■ **What you will do**: Copy out every entry precisely.
Extracted data Start Marker
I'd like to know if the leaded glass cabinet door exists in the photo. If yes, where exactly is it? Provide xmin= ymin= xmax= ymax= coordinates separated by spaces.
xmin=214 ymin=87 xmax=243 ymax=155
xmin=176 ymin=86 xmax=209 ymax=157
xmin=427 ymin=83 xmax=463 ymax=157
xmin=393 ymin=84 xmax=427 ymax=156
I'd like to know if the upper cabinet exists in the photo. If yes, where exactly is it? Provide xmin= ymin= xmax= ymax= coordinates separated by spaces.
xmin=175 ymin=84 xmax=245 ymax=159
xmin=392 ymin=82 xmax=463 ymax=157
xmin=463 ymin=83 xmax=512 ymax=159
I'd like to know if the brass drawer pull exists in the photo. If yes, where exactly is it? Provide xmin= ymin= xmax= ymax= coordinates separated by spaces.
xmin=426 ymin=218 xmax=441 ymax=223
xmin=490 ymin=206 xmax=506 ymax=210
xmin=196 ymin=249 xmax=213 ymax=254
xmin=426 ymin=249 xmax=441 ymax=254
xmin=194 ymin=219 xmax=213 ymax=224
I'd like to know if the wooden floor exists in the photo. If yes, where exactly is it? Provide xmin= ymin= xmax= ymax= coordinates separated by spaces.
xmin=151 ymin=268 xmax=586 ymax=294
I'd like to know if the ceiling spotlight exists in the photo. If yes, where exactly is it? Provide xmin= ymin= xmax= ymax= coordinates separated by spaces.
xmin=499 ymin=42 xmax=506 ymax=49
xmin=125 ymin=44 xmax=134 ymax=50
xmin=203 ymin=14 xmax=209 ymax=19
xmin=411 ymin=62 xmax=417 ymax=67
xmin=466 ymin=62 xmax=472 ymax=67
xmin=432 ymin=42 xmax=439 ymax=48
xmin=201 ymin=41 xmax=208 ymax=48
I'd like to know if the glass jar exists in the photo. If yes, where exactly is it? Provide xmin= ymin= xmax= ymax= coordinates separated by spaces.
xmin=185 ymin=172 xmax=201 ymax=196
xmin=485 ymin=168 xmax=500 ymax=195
Extracted data End Marker
■ **Written response**:
I'd like to know if the leaded glass cabinet door exists in the photo. If yes, where exactly is it? Provide xmin= ymin= xmax= ymax= coordinates separated by spaces.
xmin=214 ymin=87 xmax=243 ymax=155
xmin=176 ymin=86 xmax=209 ymax=157
xmin=427 ymin=83 xmax=463 ymax=157
xmin=393 ymin=84 xmax=427 ymax=156
I'd like to know if the upper cabinet exists in the photo. If yes, where exactly is it? Provide xmin= ymin= xmax= ymax= coordinates separated by spaces.
xmin=175 ymin=84 xmax=245 ymax=159
xmin=392 ymin=82 xmax=463 ymax=157
xmin=463 ymin=83 xmax=512 ymax=159
I'd like to know if the brass drawer pull exists in the photo. If yes, where exactly is it? Provide xmin= ymin= xmax= ymax= coordinates separated by spaces.
xmin=426 ymin=218 xmax=441 ymax=223
xmin=490 ymin=206 xmax=506 ymax=210
xmin=196 ymin=249 xmax=213 ymax=254
xmin=426 ymin=249 xmax=441 ymax=254
xmin=194 ymin=219 xmax=213 ymax=224
I'd like to know if the wooden floor exists in the photo. If yes, where exactly is it? Provide xmin= ymin= xmax= ymax= coordinates separated by spaces.
xmin=151 ymin=268 xmax=586 ymax=294
I'd like to know if the ceiling spotlight exists in the photo. If yes, where exactly is it? Provide xmin= ymin= xmax= ymax= coordinates separated by spaces.
xmin=499 ymin=42 xmax=506 ymax=49
xmin=125 ymin=44 xmax=134 ymax=50
xmin=203 ymin=14 xmax=209 ymax=19
xmin=411 ymin=62 xmax=417 ymax=67
xmin=466 ymin=62 xmax=472 ymax=67
xmin=432 ymin=42 xmax=439 ymax=48
xmin=201 ymin=41 xmax=208 ymax=48
I'd like to know if the glass jar exists in the photo. If yes, where exactly is it? Provide xmin= ymin= xmax= ymax= coordinates separated by spaces.
xmin=185 ymin=172 xmax=201 ymax=196
xmin=485 ymin=168 xmax=500 ymax=195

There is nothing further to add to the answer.